Выбранный отрывок
· · · ·
Изнаночные действия Преображенского (операция) как бы дублируют действия вредоносных сил (Швондера), но фактически (если исходить из ритуальной логики) направлены против них. Первая операция соотносима с изготовлением ритуального символа (куклы, чучела)14, который, пожив немного, будет уничтожен второй (обратной) операцией; уничтожение символа означает завершение кризиса и восстановление порядка в квартире (возвращение к изначальной ситуации), которое, в свою очередь, должно способствовать восстановлению порядка в доме / мире (одолению Швондера).
Как ритуальная фигура (жрец) Преображенский двумя операциями совершает магический акт, направленный на восстановление старого, традиционного порядка, то есть и в самом деле «лечит» время, воскрешает прошлое. Происходит возвращение действия в начальную точку, ритуально выворачивающее его наизнанку. Опыт Преображенского вписывается в опыт истории как текст в текст (подобным образом профессорская квартира вписана в калабуховский дом). Но исторический и научный эксперименты в повести зеркальны (направлены в противоположные стороны). Таким образом, в «Роковых яйцах» и «Собачьем сердце» автор — подобно Персикову и Преображенскому — осуществляет «негацию негативного» по отношению к чудовищной истории. Булгаковские профессора — хранители культурной памяти, которая действует подобно ритуалу15.
· · · ·
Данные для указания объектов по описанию
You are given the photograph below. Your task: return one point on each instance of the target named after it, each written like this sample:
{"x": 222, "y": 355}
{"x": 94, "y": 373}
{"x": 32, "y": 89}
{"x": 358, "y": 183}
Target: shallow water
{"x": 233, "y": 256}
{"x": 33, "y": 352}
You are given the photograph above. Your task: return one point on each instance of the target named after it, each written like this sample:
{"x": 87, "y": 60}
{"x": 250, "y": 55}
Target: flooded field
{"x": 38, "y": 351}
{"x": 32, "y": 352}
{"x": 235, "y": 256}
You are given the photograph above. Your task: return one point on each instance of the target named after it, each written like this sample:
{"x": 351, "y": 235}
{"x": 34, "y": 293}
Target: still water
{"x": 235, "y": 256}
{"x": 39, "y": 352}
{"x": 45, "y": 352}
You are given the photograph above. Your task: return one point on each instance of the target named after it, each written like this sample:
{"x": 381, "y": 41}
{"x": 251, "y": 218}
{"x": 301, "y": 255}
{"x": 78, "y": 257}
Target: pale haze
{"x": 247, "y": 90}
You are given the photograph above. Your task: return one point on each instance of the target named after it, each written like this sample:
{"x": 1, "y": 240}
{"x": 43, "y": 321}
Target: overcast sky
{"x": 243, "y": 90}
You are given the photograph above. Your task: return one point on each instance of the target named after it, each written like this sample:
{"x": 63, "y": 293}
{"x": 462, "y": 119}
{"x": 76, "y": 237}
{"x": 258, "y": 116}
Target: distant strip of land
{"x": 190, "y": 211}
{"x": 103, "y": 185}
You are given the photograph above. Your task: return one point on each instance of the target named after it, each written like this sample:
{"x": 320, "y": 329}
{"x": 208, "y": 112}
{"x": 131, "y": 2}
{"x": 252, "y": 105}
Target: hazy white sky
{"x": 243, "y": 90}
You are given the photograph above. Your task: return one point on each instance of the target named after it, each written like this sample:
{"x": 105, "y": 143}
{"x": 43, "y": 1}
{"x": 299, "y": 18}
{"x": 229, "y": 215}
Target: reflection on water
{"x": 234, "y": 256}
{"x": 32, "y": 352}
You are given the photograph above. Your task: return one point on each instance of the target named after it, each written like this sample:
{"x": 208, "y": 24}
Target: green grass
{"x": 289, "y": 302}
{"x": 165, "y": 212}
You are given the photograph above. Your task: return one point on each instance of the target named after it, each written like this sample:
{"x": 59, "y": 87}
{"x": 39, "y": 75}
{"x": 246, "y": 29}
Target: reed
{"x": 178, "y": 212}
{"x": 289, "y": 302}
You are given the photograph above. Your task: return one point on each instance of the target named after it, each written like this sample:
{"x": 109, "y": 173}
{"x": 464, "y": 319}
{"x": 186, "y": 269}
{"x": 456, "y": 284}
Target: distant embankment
· · · ·
Проверьте понимание
1. Переведите на английский язык предложение из отрывка о «Собачьем сердце»: «Но исторический и научный эксперименты в повести зеркальны (направлены в противоположные стороны).»
2. Что, согласно отрывку о «Собачьем сердце», означает уничтожение ритуального символа?
3. Соответствуют ли отрывку о «Собачьем сердце» следующие утверждения? Для каждого ответьте «да» или «нет» и приведите решающие слова из отрывка.
(а) Первая операция Преображенского соотносится с изготовлением ритуального символа.
(б) Исторический и научный эксперименты в повести направлены в одну сторону.
(в) Булгаковские профессора названы хранителями культурной памяти.
Записи взяты из другого источника.

Результаты упражнения
1. But the historical and scientific experiments in the novella mirror each other (they are directed in opposite directions).

2. Завершение кризиса и восстановление порядка в квартире, то есть возвращение к изначальной ситуации.

3.
(а) Да: «Первая операция соотносима с изготовлением ритуального символа».
(б) Нет: «направлены в противоположные стороны».
(в) Да: «Булгаковские профессора — хранители культурной памяти».